■ TEXTE FOURNI
--------------------------------
Feue la comtesse Bismarck vous attend à Paris 34, avenue de New York. Vous aurez à pousser la porte en bois de son hôtel particulier ; vous pourrez alors regarder sous les lambris dans quatre salons aux parquets Versailles une exposition de peintures de la famille Wyeth, grand-père, fils et petit-fils.
Trois générations, c’est long, rare et émouvant surtout lorsqu’elles sont talentueuses. Que nous montrent les Wyeth, à quoi nous invitent-ils ? Vivre dans l’image, rejoindre le sujet, écouter les silences. N.C. le fondateur ou Newell Convers Wyeth (1882-1945) est un fils de fermier, élevé dans une ferme. Il devient illustrateur, peintre. Sa peinture est épique : chevaliers au combat, officiers de la Guerre d’indépendance, le capitaine Nemo – c’est du Walt Disney pour adultes. Après l’armée américaine le recruta pour soutenir l’effort de guerre, notamment dans le Pacifique – vous en verrez un tableau et comprendrez l’investissement qu’il fournissait pour chacun : « il m’est arrivé d’avoir des courbatures après avoir peint une scène d’action, tant je me suis mis à la place des personnages que j’ai peints » écrira-t-il. Cet engagement qui sonne comme une exigence donne une force étonnante à ses tableaux – comme à ceux de ses descendants ; ils vous happent.
Son fils Andrew Wyeth (1917-2009) resta à la campagne en Pennsylvanie ; c’est là qu’il trouva ses sujets, la terre, ses voisins mais également l’incertitude, l’angoisse, la solitude de l’homme dans cette nature rude où les saisons vous rappellent que ce sont elles qui donnent le la de la lumière qui éclaire les journées et les cœurs, et sans laquelle on ne peut vivre. Classé comme appartenant à l’école régionaliste et réaliste, il est beaucoup plus que cela. Ses peintures sont in fine abstraites ; une ode à l’introspection ; et la palette à l’unisson de l’école du Nord, une vision du monde, blanc, gris, marron – sauf lorsqu’il peint le nu d’une femme, comme une nouvelle Eve, lumineuse, joyeuse.
--------------------------------
■ INFORMATIONS FOURNIES

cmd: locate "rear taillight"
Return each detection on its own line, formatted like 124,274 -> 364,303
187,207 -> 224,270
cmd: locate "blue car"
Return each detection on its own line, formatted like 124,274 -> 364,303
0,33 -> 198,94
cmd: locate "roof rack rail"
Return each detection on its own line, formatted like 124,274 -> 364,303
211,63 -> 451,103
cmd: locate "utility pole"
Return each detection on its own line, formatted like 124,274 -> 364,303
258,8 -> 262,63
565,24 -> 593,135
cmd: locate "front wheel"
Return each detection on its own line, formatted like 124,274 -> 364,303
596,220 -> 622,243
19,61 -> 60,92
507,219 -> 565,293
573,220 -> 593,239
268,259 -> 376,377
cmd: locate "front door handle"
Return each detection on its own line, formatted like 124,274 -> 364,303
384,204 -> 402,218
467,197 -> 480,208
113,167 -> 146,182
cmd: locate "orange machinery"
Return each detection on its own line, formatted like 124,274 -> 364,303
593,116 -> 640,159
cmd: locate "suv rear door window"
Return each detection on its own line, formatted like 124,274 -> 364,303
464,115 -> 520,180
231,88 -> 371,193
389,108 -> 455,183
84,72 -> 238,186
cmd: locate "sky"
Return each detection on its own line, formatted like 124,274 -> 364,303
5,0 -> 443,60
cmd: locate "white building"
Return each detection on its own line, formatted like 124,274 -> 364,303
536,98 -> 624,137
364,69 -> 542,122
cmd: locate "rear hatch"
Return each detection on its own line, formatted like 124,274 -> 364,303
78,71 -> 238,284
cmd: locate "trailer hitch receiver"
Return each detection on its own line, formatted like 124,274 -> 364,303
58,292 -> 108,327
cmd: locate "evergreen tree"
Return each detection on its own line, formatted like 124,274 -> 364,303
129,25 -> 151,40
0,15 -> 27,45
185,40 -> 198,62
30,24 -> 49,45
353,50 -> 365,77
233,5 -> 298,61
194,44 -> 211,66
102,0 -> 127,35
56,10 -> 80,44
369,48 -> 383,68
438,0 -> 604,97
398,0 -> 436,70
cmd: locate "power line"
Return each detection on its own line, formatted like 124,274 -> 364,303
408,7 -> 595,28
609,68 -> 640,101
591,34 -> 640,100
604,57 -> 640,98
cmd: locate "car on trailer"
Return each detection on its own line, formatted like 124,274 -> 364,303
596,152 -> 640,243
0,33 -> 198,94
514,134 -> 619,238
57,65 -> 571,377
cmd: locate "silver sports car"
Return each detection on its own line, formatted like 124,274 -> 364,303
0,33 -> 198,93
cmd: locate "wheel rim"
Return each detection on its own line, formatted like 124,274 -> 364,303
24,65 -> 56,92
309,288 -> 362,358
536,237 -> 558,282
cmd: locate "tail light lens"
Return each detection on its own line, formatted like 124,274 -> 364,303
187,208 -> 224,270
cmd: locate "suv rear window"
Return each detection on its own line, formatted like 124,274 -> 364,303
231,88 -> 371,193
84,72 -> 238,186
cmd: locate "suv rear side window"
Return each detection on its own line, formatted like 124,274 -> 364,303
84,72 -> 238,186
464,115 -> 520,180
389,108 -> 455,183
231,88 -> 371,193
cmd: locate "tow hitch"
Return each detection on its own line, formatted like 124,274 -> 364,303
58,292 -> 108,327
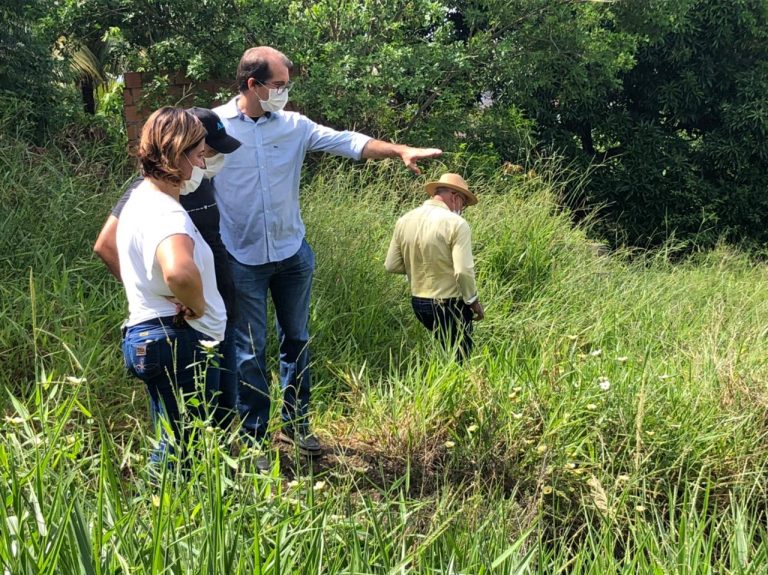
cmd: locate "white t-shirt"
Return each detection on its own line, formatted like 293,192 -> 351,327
117,180 -> 227,341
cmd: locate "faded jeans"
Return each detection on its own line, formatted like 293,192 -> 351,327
123,317 -> 219,463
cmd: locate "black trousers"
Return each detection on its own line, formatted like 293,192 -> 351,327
411,297 -> 474,363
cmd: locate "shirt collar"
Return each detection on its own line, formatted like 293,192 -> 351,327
424,198 -> 451,212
--------------------------------
■ TÂCHES À RÉALISER
**1.** Dans le texte sur l'exposition Wyeth, quelle est l'adresse parisienne de l'hôtel particulier de la comtesse Bismarck ?
**2.** Prolongez le texte sur l'exposition Wyeth en reprenant après sa dernière phrase.

■ RÉSULTATS FINAUX
**1.** Au 34, avenue de New York.

**2.**
Jamie Wyeth (né en 1946), le deuxième fils d’Andrew, poursuit l’œuvre familiale. Il vit dans le Maine entre une ferme et un phare. Avant de peindre un sujet, il le dessine sans relâche ; il suivit ainsi Rudolph Noureev pendant une année ; pour John Kennedy mort, ce sont ses frères dans les pas desquels il se mit pour comprendre le défunt. Vous verrez leurs portraits : « Noureev à l’écharpe violette » est bouleversant sous un masque Nô, dans « Portrait de John F. Kennedy » le président est là, et plus encore, interrogatif, doutant, figure d’une autre Amérique, au point que la famille n’apprécia pas le tableau qui contestait le mythe du super président. Vivant volontairement loin de New York et Los Angeles, Jamie Wyeth saisit néanmoins avec ironie notre époque dans le tableau « Phare ». Il représente un homme de dos vêtu d’une veste d’officier rouge vif face à un phare et un ciel ombrageux et lumineux à la fois. Cet homme aux cheveux coiffé en pétard pourrait être le héros contemporain, un nouveau Barry Lindon, ou Mick Jaeger en scène découvrant l’effroi du culte dont il fait l’objet avec ses milliers de fan qui l’attendent comme un phare de l’humanité. Le dernier des Wyeth peintre (pour le moment) nous montre qu’il a tout compris à notre époque.
Nous remercions chaleureusement la comtesse Bismarck de nous recevoir ainsi aimablement chez elle dans son hôtel particulier, et du thé qu’elle sert à l’étage dans sa bibliothèque d’où l’on peut admirer la Seine, le musée des Arts premiers, la tour Eiffel. Charming !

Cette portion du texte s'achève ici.